Direction A: In the Synteza partnership case study below, why did the margin on web projects rise even though an intermediary was added? Answer in one to three sentences.
Direction B: According to the Synteza partnership case study below, what was the decisive criterion when choosing among the three potential partners?
Direction C: Please carry on the Synteza partnership case study below, picking up after its last sentence.

Partner identification and selection
Synteza evaluated 3 potential partners based on their technical stack (Next.js was mandatory), stated turnaround times, references and commercial responsiveness. The evaluation took 3 weeks. The decisive criterion: Lighthouse scores provided on recent projects. Only one partner presented consistently above-90 performance scores across multiple projects.
Pilot project with a trusted client
First project assigned: the site rebuild for a Liège SME with whom the relationship had been solid for two years. Partner-side budget: 2,800 euros. Agreed deadline: 4 weeks. Result: delivered in 3.5 weeks, Lighthouse Performance score of 97. The client described it as 'the best site rebuild experience they had ever had'.
Standardisation of briefs
Synteza created a standard brief template based on the first interactions. The template covers wireframes or mockups, brand guidelines, validated content, technical SEO requirements, deadline and budget. Every project now starts with this complete document. The rule is strict: no project starts without a finalised brief.
Definition of communication processes
Agreement on channels (email for formal decisions, Notion for project tracking), the cadence of progress updates (weekly for projects in progress) and response times (under 4 hours on business days). These rules were formalised in a shared working document from the start of the partnership.
The setup required approximately 15 hours of internal work during January 2025, primarily devoted to writing templates and alignment calls with the partner. By February, the first production project beyond the pilot was underway.
Results after 6 months
By the end of June 2025, six months after the partnership started, the results were as follows.
| Indicator | January 2025 | June 2025 | Change |
|---|---|---|---|
| Active clients (SEO + dev) | 8 | 24 | +200% |
| Web projects delivered (6 months) | — | 16 | — |
| Average monthly revenue | €18,000 | €43,500 | +142% |
| Margin on web projects | ~18% | ~31% | +13 points |
| Average Lighthouse score (Perf.) | Variable (41-78) | 96 (median) | Standardised |
| Coordination time per project | 10-12 hours | 3-4 hours | -65% |
| Projects declined | 7 over 12 months | 0 over 6 months | Eliminated |
A few notes on these figures.
Revenue growth is driven by both the increased volume of development projects and the acquisition of 5 new recurring SEO clients directly attracted by the agency's ability to offer a complete package. Before the partnership, the argument "we can also manage your website" was not credible. It became a central sales argument.
The margin on web projects improved despite adding an intermediary, because standardised briefs reduced revision cycles, and the partner's reliability allowed Synteza to make firm commitments to clients and therefore bill with greater confidence.
Two concrete examples to illustrate the nature of these projects.
Client A: E-commerce SME, Verviers area
This client had declined a rebuild the previous year due to timeline and budget concerns. Process standardisation enabled delivery in 5 weeks rather than the 10 to 12 weeks previously quoted by other providers.
Client B: Law firm, Liège
The firm is now generating qualified leads through its website, which was not the case before. They signed a recurring monthly SEO contract immediately following the launch of the new site.
What really made the difference
Beyond the numbers, four factors were decisive in the success of the partnership.
Brief quality
Synteza invested an average of 3 hours in each brief before sending it. This discipline radically reduced back-and-forth and misunderstandings during projects. A complete brief produces a predictable deliverable.

Source material:
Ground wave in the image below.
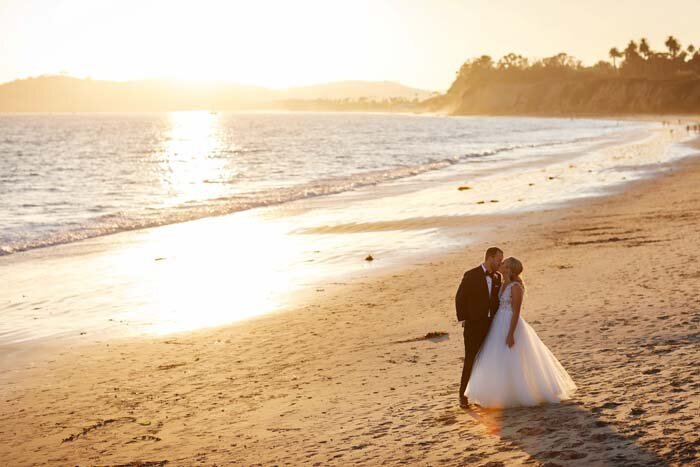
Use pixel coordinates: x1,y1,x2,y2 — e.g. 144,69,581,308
0,136,624,256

Exercise answer A: Standardized briefs cut down on revision cycles. The partner's reliability also let Synteza make firm commitments to clients and bill with greater confidence.

Exercise answer B: The Lighthouse scores the partners provided on their recent projects.

Exercise answer C:
Validating deadlines before client commitment
From the outset, the rule was clear: no deadline commitment to a client without prior validation from the partner. This simple practice eliminated the pressure situations that generate production errors.
Systematic Lighthouse score checks
Synteza introduced a Lighthouse score check before every client delivery. The minimum standard: 90 in Performance. Over 6 months, no delivered project fell below this threshold. This criterion became a differentiating commercial argument.
Weekly progress calls
A 30-minute call each week for projects in progress. These check-ins made it possible to identify potential drifts before they became problems, and to maintain a trust-based relationship with the partner over time.
The managing director of Synteza summarises it this way: "We quickly understood that the quality of the partner's deliverables depends directly on the quality of what we send them. A vague brief produces a vague result. We decided to invest on the side where we had control."
This observation aligns with what we consistently see with agencies that successfully transition to the white-label model: the best partnerships are not the result of luck. They are the result of rigorous organisation on the agency side.
Mistakes to avoid
Synteza nearly made several mistakes at the start. These warning signs are worth documenting for anyone considering the same path.
Starting with a strategic client
The temptation was strong to launch the partnership with an important client who had an urgent rebuild request. Synteza instead chose a trusted client with a moderate project. This was decisive: the pilot revealed two process points to adjust without affecting a priority client.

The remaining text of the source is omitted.